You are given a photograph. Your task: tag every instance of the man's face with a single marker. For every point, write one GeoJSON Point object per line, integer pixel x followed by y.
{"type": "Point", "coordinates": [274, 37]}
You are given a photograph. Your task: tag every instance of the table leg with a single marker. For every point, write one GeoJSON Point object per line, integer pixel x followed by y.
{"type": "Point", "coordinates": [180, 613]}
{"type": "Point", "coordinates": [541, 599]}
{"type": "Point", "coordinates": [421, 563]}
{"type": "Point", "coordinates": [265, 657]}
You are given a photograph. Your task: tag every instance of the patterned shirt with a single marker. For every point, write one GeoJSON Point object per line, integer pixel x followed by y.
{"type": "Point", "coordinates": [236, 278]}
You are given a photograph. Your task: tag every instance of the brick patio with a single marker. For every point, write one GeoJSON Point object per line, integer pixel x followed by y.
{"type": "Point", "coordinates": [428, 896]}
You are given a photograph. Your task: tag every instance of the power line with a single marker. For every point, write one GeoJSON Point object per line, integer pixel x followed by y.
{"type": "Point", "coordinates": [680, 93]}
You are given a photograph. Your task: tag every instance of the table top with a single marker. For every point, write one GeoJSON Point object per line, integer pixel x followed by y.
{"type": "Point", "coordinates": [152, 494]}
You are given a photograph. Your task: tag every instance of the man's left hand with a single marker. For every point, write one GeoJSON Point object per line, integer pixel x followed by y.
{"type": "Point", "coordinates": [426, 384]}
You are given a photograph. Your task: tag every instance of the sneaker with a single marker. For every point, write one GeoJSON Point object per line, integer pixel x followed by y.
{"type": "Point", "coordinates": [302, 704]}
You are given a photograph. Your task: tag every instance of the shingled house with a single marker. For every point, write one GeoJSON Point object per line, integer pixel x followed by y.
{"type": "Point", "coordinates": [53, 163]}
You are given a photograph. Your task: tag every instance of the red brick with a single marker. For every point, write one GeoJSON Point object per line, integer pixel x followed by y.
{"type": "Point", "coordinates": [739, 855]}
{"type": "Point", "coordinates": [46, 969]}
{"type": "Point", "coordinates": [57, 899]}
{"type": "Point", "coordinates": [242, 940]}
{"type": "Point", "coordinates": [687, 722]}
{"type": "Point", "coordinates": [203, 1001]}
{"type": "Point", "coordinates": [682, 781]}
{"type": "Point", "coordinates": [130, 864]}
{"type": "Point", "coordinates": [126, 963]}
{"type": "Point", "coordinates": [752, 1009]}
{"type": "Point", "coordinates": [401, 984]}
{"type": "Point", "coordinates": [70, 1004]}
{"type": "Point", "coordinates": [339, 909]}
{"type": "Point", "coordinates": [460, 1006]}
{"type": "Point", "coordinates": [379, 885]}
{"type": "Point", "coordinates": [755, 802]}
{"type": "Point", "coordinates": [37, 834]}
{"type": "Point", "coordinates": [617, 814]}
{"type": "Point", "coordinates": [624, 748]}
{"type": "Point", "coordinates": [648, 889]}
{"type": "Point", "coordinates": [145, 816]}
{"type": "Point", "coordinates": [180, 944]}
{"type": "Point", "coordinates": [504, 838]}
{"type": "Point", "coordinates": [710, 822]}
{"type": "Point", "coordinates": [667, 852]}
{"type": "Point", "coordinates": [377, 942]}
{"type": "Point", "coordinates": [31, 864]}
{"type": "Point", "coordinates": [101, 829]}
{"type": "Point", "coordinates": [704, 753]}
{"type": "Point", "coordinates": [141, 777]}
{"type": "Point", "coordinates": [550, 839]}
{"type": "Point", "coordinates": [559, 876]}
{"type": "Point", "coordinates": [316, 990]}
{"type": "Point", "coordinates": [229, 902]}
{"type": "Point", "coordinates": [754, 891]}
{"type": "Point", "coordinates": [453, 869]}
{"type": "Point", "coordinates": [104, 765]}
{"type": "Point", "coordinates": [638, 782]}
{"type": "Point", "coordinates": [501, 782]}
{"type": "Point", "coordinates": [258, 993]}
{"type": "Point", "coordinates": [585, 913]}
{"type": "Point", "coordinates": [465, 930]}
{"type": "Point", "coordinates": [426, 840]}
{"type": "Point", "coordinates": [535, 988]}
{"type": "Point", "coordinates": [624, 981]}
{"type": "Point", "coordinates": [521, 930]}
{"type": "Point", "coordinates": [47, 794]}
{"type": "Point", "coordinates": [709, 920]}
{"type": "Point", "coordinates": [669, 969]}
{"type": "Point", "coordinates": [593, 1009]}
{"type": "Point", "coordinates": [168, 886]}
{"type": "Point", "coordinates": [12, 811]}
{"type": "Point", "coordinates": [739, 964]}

* * * * * * *

Filter the items above down to the lines that contain the string "table", treating uppercase and lowercase as distinct, and copy each matching line in full.

You are given a photograph. Your task: tag every instance of the table leg with a single marker. For every point, write one GeoJSON Point object per line, integer pixel x followed by y.
You are given a photograph. Your task: tag every instance of the table top with a single marker. For every point, write one GeoJSON Point object per line, integer pixel x followed by y.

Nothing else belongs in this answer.